» TASK BRIEF: Starting with the line that contains "Wanted = one point per instance on the front" and going on through the last of the lines below, write everything out again, requests included, but offset each coordinate in the answers by adding 121 to it. Leave the numbers in the requests and their format samples unchanged.

## start DATA FOR THIS TASK

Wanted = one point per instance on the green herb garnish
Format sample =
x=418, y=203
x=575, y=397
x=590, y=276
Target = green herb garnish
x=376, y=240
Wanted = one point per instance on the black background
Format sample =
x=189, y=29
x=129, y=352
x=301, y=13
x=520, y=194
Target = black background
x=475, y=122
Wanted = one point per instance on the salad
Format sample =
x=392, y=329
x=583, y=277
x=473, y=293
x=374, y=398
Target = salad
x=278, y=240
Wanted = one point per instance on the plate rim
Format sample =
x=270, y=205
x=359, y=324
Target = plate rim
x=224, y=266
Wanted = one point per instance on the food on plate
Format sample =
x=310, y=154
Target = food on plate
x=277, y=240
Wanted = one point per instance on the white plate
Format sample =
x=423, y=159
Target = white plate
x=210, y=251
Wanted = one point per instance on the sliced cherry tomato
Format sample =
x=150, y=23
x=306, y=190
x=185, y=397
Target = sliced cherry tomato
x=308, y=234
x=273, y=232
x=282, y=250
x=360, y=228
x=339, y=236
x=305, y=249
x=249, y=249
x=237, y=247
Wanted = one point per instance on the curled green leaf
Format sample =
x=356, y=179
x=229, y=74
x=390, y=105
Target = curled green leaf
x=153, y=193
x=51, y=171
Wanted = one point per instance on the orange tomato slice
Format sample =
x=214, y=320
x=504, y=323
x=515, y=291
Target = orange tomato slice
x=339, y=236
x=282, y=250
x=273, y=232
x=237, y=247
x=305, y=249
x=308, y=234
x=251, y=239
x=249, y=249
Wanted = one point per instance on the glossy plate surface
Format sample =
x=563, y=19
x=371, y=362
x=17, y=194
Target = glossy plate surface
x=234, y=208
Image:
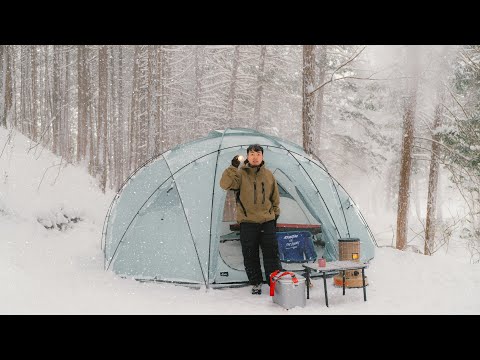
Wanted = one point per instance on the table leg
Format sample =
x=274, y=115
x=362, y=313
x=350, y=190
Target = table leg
x=308, y=283
x=325, y=287
x=364, y=290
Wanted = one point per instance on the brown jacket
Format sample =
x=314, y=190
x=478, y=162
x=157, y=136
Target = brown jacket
x=258, y=199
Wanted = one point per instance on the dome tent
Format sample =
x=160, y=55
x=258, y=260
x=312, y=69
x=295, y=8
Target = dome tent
x=170, y=220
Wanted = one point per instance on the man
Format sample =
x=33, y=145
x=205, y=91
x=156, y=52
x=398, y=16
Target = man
x=258, y=209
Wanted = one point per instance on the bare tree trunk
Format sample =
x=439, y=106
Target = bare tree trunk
x=113, y=123
x=233, y=83
x=56, y=99
x=159, y=96
x=430, y=224
x=322, y=66
x=68, y=150
x=133, y=111
x=199, y=67
x=308, y=108
x=260, y=81
x=120, y=153
x=102, y=112
x=433, y=179
x=24, y=99
x=406, y=159
x=8, y=90
x=142, y=116
x=81, y=103
x=34, y=102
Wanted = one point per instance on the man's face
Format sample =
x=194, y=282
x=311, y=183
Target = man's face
x=255, y=158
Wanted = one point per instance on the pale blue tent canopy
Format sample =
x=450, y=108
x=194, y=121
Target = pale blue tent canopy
x=171, y=221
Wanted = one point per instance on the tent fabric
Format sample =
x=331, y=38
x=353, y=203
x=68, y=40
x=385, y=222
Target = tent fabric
x=296, y=246
x=170, y=221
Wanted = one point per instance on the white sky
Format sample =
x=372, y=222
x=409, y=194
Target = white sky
x=61, y=272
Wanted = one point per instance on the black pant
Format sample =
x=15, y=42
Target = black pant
x=251, y=237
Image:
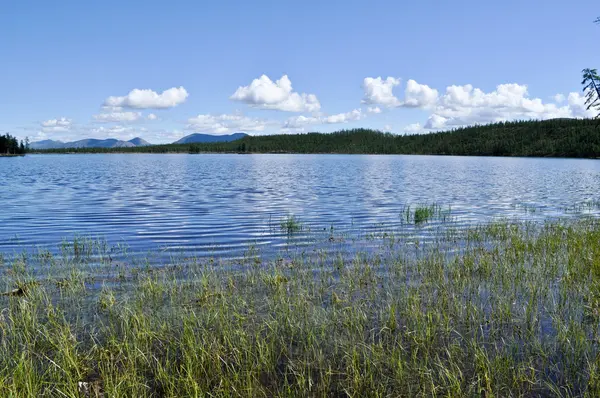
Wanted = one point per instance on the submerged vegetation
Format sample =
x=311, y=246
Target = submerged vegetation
x=291, y=224
x=503, y=309
x=425, y=212
x=557, y=137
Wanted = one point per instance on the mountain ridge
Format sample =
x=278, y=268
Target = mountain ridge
x=134, y=142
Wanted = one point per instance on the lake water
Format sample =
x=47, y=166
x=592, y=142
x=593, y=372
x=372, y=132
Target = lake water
x=219, y=204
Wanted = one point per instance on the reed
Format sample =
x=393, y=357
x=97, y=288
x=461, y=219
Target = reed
x=500, y=309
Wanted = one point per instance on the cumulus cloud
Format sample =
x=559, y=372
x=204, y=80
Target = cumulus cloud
x=57, y=125
x=298, y=122
x=344, y=117
x=466, y=105
x=222, y=124
x=277, y=95
x=419, y=95
x=117, y=117
x=147, y=99
x=380, y=92
x=413, y=128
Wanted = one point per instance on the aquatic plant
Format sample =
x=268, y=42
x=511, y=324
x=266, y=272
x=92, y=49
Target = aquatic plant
x=501, y=309
x=291, y=224
x=425, y=212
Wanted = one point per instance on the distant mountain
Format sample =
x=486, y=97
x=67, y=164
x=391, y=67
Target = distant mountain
x=137, y=141
x=204, y=138
x=46, y=144
x=89, y=143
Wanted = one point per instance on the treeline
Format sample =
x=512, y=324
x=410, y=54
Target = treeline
x=556, y=138
x=9, y=145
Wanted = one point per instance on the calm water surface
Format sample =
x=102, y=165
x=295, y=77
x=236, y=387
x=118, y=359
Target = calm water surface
x=220, y=204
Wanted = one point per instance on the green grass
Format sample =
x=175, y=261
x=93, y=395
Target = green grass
x=291, y=224
x=498, y=310
x=423, y=213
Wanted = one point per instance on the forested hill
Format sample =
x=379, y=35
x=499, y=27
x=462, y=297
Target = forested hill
x=557, y=138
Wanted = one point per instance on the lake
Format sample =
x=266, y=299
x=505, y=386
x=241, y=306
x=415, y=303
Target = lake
x=211, y=205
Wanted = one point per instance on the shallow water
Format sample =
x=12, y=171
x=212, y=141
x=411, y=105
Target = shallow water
x=210, y=205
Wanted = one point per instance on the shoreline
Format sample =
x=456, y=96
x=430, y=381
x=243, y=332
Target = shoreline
x=514, y=312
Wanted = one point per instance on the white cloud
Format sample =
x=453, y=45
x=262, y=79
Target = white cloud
x=380, y=92
x=301, y=121
x=419, y=95
x=222, y=124
x=266, y=94
x=344, y=117
x=146, y=99
x=117, y=117
x=466, y=105
x=414, y=128
x=57, y=125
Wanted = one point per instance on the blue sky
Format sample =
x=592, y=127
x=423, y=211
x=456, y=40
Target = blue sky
x=62, y=62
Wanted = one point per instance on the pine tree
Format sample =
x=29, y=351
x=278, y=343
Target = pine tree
x=591, y=86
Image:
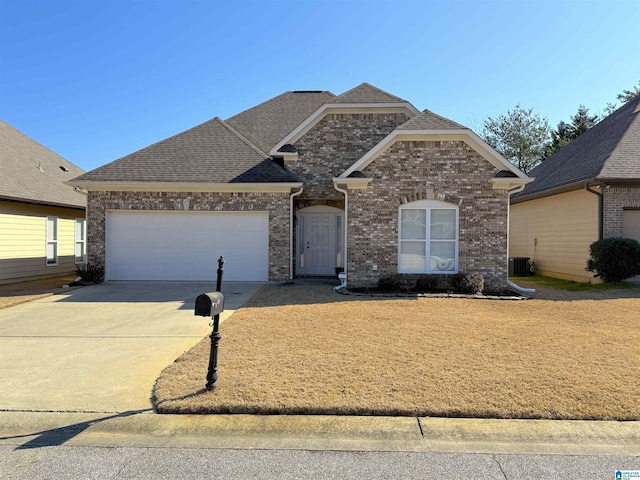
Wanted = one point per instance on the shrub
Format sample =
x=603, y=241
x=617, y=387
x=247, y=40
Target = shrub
x=427, y=283
x=90, y=273
x=614, y=259
x=468, y=283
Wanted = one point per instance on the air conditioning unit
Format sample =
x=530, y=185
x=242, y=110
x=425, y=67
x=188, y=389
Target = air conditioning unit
x=519, y=267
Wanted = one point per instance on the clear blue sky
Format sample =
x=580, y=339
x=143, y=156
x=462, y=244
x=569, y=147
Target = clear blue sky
x=97, y=80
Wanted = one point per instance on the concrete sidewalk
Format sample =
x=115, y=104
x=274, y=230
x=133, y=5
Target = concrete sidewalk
x=101, y=348
x=410, y=434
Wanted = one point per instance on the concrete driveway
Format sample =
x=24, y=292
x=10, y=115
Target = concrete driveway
x=100, y=348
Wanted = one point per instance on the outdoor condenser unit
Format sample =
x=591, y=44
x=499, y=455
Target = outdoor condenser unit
x=519, y=267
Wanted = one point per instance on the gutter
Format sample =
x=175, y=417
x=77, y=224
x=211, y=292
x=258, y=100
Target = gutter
x=600, y=207
x=291, y=227
x=346, y=223
x=517, y=288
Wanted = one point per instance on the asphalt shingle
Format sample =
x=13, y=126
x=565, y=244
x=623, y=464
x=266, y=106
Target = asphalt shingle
x=608, y=151
x=208, y=153
x=366, y=93
x=266, y=124
x=428, y=120
x=32, y=173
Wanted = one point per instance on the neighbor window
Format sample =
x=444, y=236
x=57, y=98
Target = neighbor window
x=428, y=237
x=52, y=240
x=81, y=241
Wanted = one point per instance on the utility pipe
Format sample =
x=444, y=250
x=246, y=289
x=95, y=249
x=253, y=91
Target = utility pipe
x=291, y=227
x=346, y=223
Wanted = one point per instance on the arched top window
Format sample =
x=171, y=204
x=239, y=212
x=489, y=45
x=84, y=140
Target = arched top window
x=428, y=237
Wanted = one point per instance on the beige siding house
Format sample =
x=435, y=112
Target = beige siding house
x=42, y=220
x=588, y=190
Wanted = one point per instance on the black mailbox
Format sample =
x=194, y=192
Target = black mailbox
x=209, y=304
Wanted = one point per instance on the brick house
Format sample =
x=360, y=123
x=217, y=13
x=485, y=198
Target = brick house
x=588, y=190
x=301, y=185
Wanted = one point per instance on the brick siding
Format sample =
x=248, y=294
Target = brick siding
x=439, y=170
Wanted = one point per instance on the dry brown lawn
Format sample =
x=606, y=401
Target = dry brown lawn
x=303, y=349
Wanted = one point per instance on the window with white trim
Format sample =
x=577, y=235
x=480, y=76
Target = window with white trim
x=81, y=240
x=52, y=241
x=428, y=238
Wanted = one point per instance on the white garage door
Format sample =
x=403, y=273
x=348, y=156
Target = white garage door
x=187, y=245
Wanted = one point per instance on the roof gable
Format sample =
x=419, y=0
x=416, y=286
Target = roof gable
x=208, y=153
x=428, y=120
x=268, y=123
x=366, y=93
x=610, y=150
x=33, y=173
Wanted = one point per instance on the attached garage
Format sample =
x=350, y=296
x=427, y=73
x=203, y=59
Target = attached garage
x=186, y=245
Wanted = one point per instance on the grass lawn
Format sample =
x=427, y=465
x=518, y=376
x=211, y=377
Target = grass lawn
x=303, y=349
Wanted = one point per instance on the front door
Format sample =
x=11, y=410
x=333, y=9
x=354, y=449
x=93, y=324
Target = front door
x=320, y=244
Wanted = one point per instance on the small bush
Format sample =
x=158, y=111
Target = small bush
x=614, y=259
x=90, y=273
x=427, y=283
x=390, y=284
x=468, y=283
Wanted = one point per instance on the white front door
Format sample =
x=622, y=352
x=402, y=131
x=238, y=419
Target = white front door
x=319, y=245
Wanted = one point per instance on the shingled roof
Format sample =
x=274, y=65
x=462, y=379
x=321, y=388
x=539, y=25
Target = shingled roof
x=211, y=152
x=366, y=93
x=32, y=173
x=266, y=124
x=608, y=151
x=428, y=120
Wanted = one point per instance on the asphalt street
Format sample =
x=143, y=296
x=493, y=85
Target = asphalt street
x=178, y=463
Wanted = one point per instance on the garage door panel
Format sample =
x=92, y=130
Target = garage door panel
x=187, y=245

## end DATA FOR THIS TASK

» EXERCISE RESULT:
Wanted = one point per instance on the front door
Format sample =
x=11, y=410
x=333, y=9
x=354, y=449
x=93, y=324
Target = front door
x=441, y=365
Wanted = one point per instance on the small bush
Format sample =
x=158, y=111
Target = small bush
x=735, y=380
x=211, y=394
x=548, y=404
x=511, y=405
x=589, y=404
Wanted = one point per instance on the white front door
Format sample =
x=622, y=352
x=402, y=131
x=238, y=419
Target = white front door
x=440, y=366
Wanted = one point per instance on the shingled roof
Format sample =
x=274, y=65
x=462, y=379
x=321, y=388
x=539, y=25
Target = shingled roof
x=332, y=273
x=487, y=214
x=153, y=294
x=387, y=245
x=729, y=272
x=549, y=241
Wanted = one point per instance on the asphalt street
Format sample =
x=143, y=296
x=493, y=85
Target = asphalt street
x=299, y=584
Wanted = one point per instance on the garage door panel
Format sample =
x=92, y=130
Target = garage door panel
x=308, y=366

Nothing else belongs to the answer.